▶ Document passage
W dniu 05.07.2023 o 20:16, Matt Hogstrom pisze:
I recently ran into a question that I didn’t know the answer to.   The question 
was, what code page are dataset names and other z/OS artifacts coded in?  Since 
the special characters like #, $ and @ are different in codepages 1047, versus 
037, etc does z/OS use one code page for these artifacts and translate if a 
data set is created with JCL created with 1047 and is later accessed using an 
037 code page for instance ?

I suspect someone out there has experience and knows the answer.

The devils is in the details.
You mentioned dataset names *and* other z/OS artifacts.
For dataset names and JCL keywords we use very basic subset of character set: A-Z, 0-9, (), /, comma, dot, and some other punctuation characters, and three "national" characters. There is no problem with alphanumeric and punctuations used in JCL and/or DSNs. As Gil wrote, there is no big pain with #,$,@. I use both EN-US and Polish (and sometimes other) codepages - no problems withe the above names.

▶ Data listing
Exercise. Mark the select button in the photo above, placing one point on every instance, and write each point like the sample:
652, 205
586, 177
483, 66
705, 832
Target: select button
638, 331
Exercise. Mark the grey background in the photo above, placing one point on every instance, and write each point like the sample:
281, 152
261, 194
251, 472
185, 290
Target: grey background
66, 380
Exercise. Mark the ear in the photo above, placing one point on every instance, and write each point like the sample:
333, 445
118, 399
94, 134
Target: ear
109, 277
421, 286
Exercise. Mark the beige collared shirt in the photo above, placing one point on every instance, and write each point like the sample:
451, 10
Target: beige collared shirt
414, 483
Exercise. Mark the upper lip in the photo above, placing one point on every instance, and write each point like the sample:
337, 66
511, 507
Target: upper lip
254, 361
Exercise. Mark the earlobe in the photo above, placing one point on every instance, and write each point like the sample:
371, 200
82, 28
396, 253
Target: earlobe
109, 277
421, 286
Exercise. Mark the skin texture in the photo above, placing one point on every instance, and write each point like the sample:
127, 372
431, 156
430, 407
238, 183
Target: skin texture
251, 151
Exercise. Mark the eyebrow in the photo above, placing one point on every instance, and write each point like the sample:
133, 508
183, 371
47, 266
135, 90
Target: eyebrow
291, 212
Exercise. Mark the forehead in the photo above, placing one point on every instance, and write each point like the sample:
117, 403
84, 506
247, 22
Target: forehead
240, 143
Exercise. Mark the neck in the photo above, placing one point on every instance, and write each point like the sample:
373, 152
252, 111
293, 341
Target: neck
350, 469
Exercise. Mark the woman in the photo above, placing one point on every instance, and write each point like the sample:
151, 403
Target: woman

▶ Problem details
Write out, word for word, the part of the post about z/OS code pages that opens with the words containing "W dniu 05.07.2023" and closes with "in the details.". The entries come from a different source than the post about z/OS code pages.

▶ Solution for this exercise
W dniu 05.07.2023 o 20:16, Matt Hogstrom pisze:
I recently ran into a question that I didn’t know the answer to.   The question 
was, what code page are dataset names and other z/OS artifacts coded in?  Since 
the special characters like #, $ and @ are different in codepages 1047, versus 
037, etc does z/OS use one code page for these artifacts and translate if a 
data set is created with JCL created with 1047 and is later accessed using an 
037 code page for instance ?

I suspect someone out there has experience and knows the answer.

The devils is in the details.